»»

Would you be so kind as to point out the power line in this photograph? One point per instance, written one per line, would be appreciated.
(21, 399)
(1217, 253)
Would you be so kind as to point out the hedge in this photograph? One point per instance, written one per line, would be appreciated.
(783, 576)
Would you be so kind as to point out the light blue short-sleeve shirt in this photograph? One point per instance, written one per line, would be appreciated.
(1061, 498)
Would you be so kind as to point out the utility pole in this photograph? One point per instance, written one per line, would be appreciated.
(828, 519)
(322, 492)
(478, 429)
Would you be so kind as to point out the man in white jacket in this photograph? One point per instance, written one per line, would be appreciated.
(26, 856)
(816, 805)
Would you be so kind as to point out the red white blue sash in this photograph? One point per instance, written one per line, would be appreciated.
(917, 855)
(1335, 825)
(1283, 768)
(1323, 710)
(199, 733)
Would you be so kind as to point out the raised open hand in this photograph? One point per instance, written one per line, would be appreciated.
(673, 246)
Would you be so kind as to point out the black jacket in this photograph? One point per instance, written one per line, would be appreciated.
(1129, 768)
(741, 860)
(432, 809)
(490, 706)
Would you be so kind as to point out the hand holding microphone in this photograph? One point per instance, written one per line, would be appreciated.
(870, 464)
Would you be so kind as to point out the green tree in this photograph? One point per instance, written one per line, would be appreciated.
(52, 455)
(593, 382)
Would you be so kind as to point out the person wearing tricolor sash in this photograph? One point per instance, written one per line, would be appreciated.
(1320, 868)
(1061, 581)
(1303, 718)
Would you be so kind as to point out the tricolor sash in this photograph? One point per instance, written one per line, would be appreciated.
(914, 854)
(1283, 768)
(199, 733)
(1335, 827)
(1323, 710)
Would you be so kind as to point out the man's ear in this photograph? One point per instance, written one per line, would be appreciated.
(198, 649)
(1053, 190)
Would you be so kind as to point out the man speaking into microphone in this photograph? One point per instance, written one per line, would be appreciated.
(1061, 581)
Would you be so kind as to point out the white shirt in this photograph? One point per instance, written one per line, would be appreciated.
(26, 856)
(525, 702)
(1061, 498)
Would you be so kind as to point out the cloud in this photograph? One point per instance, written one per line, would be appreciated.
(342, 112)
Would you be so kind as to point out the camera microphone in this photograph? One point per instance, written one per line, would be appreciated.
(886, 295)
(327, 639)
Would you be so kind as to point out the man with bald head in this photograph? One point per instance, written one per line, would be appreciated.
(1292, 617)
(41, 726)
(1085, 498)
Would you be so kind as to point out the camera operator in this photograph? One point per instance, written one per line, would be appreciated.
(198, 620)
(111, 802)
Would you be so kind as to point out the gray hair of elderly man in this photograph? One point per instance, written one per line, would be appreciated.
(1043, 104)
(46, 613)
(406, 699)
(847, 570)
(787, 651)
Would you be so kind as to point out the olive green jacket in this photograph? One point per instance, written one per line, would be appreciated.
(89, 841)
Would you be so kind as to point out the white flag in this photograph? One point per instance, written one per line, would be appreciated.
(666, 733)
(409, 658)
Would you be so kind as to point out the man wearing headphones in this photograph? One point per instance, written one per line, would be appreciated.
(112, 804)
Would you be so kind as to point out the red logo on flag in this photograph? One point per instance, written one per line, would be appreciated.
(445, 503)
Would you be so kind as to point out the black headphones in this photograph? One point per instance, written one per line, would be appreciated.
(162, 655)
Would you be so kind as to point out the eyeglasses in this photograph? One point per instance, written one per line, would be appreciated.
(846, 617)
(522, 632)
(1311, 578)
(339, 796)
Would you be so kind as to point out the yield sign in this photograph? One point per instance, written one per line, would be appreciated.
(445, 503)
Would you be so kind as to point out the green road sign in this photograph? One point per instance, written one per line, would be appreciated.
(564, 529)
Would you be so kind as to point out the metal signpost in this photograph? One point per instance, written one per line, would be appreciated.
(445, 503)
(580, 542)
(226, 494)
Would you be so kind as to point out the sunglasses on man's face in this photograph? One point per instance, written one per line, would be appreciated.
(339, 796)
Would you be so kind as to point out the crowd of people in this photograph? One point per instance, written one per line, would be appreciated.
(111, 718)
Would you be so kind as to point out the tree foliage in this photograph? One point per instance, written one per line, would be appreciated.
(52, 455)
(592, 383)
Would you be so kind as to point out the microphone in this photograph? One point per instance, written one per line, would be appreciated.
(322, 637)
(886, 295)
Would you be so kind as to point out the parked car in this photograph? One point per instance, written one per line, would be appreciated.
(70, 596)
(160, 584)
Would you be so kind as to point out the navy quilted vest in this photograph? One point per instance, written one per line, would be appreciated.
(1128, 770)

««

WHAT IS ASKED:
Write the whole listing out again. Keep every line exactly as it is.

WRITTEN RESPONSE:
Would you be so kind as to point out the power line in this photograph? One point per instance, written one per line, would be appreciated.
(21, 399)
(1217, 253)
Would you be so kind as to point out the hedge in this photograph? One point per instance, written one per line, would be appreciated.
(783, 576)
Would you be so kind as to point out the light blue short-sleeve shirt in this photograph? One point per instance, written one per line, would be appreciated.
(1061, 498)
Would you be so kind as to point out the utility pole in this photograph? One point per instance, written one per line, would be appreciated.
(828, 519)
(322, 492)
(478, 429)
Would you be so kind as to point out the man in white jacket in this photograph? One point per instance, written one per line, would be appreciated.
(26, 856)
(816, 805)
Would you be so kind as to point out the red white blue sash in this photograph? One point per instance, written one per line, would be appreciated.
(917, 855)
(1335, 825)
(1283, 768)
(1323, 710)
(199, 733)
Would you be so kind as to point out the raised open hand in this photograph? One point per instance, written one per line, would be appreciated.
(673, 246)
Would you be so kind as to point out the black jacket in this photograph? One point per instance, written one per line, would be appreciated.
(1129, 768)
(741, 860)
(432, 809)
(490, 706)
Would you be so kind as to point out the hand holding microphone in this photograph? One point per instance, written one per line, would be appreciated.
(870, 464)
Would you be so kind as to point out the green tree in this photograph? One point per instance, written one per line, would be appreciated.
(52, 455)
(593, 382)
Would you be so kind as to point out the person wearing tricolor sash in this photograph? One point per instance, written one per line, would be appreciated.
(1320, 868)
(1061, 581)
(1303, 718)
Would you be so kind as to point out the tricolor sash in this photograph? One point per instance, written one per line, would be appreciated.
(914, 854)
(1283, 768)
(199, 733)
(1335, 827)
(1323, 710)
Would you be so kind as to point out the man's ear in this photograph? One point per instance, written one per line, would be appreciated.
(198, 649)
(1053, 190)
Would you be so kind as to point out the man speaking into microphone in this photograph? One point per instance, written one per line, would be appreciated.
(1061, 581)
Would you be so kind as to point out the white shirt in this photograph? One point per instance, written one per line, would be appreciated.
(26, 856)
(525, 702)
(1061, 498)
Would you be so kind as to point out the cloud in this photograph? One point per instance, written one per line, would be appreciated.
(342, 112)
Would you be so kind as to point out the camera microphone in this photograph? One point per instance, written one per line, would be appreciated.
(886, 295)
(327, 639)
Would you be so kind as to point out the man with bald head in this photograph? One point per instance, written one per line, would be appreciated.
(1292, 617)
(41, 726)
(1085, 498)
Would you be so kind as to point out the camera operator in this photograph? One point per instance, written one per line, would be appreciated.
(198, 620)
(111, 802)
Would you be so kind as to point out the gray hair of elderly man in this photograph? One point per instance, written one per line, would be appreciated.
(1043, 104)
(46, 613)
(406, 699)
(847, 570)
(787, 651)
Would you be so kind as to point out the olive green jacket in this photograph? One point per instance, written one per line, would be appreciated.
(89, 841)
Would you be so kind as to point out the white flag in this photograph? One point per instance, written one per line, would be appreciated.
(666, 733)
(409, 658)
Would you be so kind as to point out the man wearing headphones in this photograph? One point per instance, written one per line, would be appreciated.
(112, 804)
Would you be so kind as to point out the red logo on flag in this photograph? One point per instance, written one per line, would be appreciated.
(445, 503)
Would you be so kind as to point out the black headphones in this photograph? One point per instance, written one per line, would be appreciated.
(162, 655)
Would you be so kind as to point out the eyeglasses in this photograph? One point per instance, written one per line, would be appreciated.
(846, 617)
(522, 632)
(1311, 578)
(339, 796)
Would you be so kind as to point out the yield sign in this photograph? One point per instance, written one per line, would be appreciated.
(445, 503)
Would you be so kind as to point out the green road sign in this photograph? One point per instance, written one per line, would be appreciated.
(564, 529)
Would you be so kind as to point out the metal signpost in this photograph? One point per instance, written one per line, would be appreciated.
(445, 503)
(580, 542)
(226, 494)
Would you be so kind as to point out the sunglasses on man's face in this photograph? One point per instance, written one per line, would be appreciated.
(339, 796)
Would you be so kind as to point out the crowd of people in this photograph? One point per instance, written one per line, would be appreciated.
(111, 718)
Would you be so kind as to point out the tree foliage in this photograph? One point per instance, written one per line, would be appreciated.
(52, 455)
(592, 383)
Would you be so kind as to point out the microphone in this photograph? One point per instance, written one per line, would be appreciated.
(322, 637)
(886, 295)
Would you be so kind as to point out the parked car in this photograph? One point per instance, written one per line, would be appreciated.
(70, 596)
(160, 584)
Would you be so kind as to point out the navy quilted vest in this photograph? One point per instance, written one per line, would be appreciated.
(1128, 770)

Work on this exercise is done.